--- Start of DATA SHOWN ---
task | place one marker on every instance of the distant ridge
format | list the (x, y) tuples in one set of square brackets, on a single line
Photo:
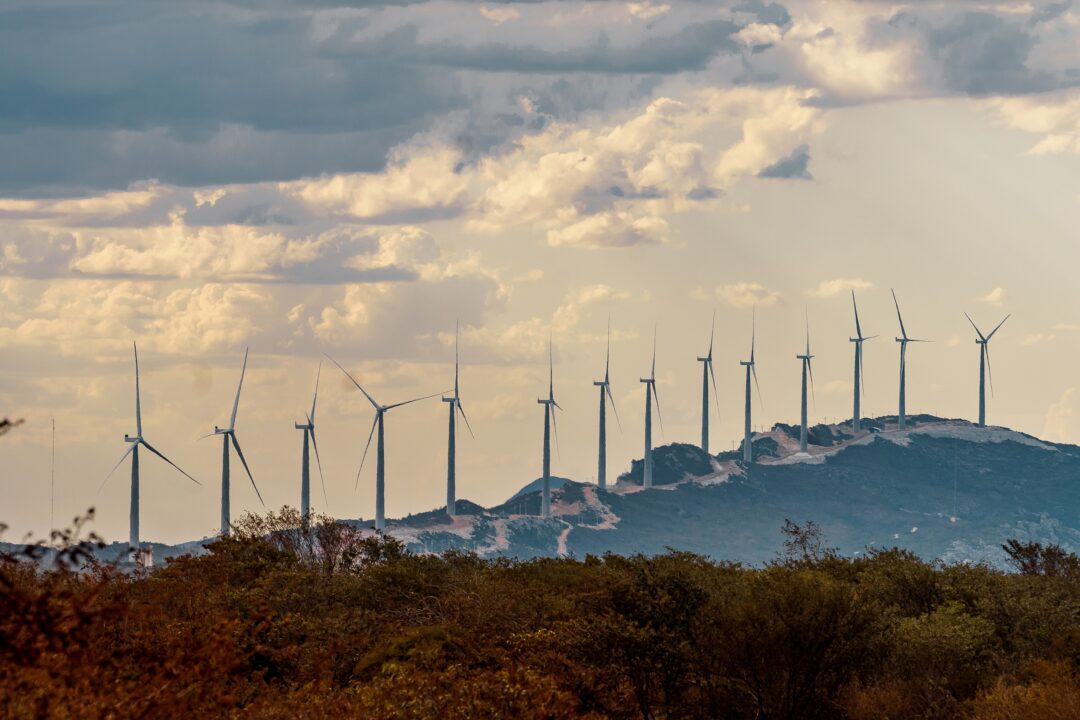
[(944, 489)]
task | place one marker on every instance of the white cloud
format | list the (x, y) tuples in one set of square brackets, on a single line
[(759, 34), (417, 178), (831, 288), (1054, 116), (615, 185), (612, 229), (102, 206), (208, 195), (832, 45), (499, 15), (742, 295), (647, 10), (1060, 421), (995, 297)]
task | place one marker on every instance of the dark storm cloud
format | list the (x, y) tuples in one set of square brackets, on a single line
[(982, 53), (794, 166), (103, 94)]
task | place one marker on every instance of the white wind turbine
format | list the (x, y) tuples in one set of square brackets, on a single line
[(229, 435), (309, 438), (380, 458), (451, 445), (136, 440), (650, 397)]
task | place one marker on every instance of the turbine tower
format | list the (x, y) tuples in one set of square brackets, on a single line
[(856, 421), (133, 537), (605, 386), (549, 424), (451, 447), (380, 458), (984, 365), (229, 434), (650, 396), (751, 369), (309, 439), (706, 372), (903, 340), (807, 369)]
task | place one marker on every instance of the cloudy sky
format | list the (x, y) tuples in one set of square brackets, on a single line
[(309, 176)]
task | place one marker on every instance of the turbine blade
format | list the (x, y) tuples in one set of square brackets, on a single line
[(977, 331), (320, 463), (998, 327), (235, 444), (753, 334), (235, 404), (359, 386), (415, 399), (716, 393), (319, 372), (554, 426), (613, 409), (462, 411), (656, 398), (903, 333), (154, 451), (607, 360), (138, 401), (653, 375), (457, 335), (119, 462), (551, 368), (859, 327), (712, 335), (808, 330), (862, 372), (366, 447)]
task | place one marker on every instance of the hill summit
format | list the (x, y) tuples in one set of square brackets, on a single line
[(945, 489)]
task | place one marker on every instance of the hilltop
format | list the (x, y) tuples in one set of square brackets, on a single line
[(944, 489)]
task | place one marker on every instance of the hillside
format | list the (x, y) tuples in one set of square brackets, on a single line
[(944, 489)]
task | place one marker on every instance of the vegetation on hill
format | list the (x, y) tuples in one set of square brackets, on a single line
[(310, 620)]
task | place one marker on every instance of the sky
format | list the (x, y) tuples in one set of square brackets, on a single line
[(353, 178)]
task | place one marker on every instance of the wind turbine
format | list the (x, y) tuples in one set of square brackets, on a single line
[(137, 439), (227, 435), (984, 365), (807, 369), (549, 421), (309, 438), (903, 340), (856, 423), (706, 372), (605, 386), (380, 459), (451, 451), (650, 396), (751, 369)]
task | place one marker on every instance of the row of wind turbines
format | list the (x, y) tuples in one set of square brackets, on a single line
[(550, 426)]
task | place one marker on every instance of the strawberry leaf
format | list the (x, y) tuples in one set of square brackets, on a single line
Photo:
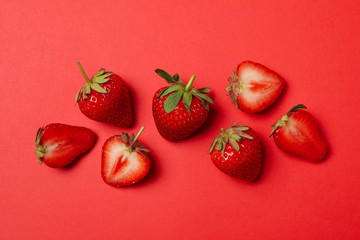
--- End of DATA SHOWN ---
_SHORT EXERCISE_.
Recast the part of the listing that opens with the line containing "the hill summit" and runs to the end of the listing, both ends included, as a JSON list of strings with one string per line and no blank lines. Leave the pictures out of your answer.

_ANSWER IN FULL_.
[
  "task | place one marker on every instance of the hill summit",
  "format | list the (x, y) tuples in one set of square brackets, on a single line",
  "[(945, 489)]",
  "task | place one marker on every instance of the hilltop",
  "format | list the (x, y) tuples in one set of square brackets, on a single line",
  "[(944, 489)]",
  "task | place one marker on every instance of the hillside",
  "format | list the (x, y) tuples in one set of square brackets, on a single line",
  "[(944, 489)]",
  "task | place one marker on every instance of the vegetation on hill",
  "format | list the (x, y) tuples in one set of square brackets, on a single line",
  "[(310, 620)]",
  "task | place one marker on every instance of the sky",
  "format | list the (x, y) tuples in one set of square brackets, on a single line",
  "[(353, 178)]",
  "task | place one marker on every instance of the wind turbine",
  "format | list the (x, y) tuples in one set of square brackets, on a single line",
  "[(137, 439), (227, 435), (984, 365), (807, 369), (549, 421), (309, 438), (903, 340), (856, 423), (706, 372), (605, 386), (380, 459), (451, 451), (650, 396), (751, 369)]",
  "task | place one marker on every instance of the row of wind turbines",
  "format | list the (x, y) tuples in one set of square brackets, on a single line",
  "[(550, 426)]",
  "task | place one marker on every instance of the strawberry leaf",
  "format | list the (x, y) tuples in one set of square brackets, on a single line",
  "Photo:"
]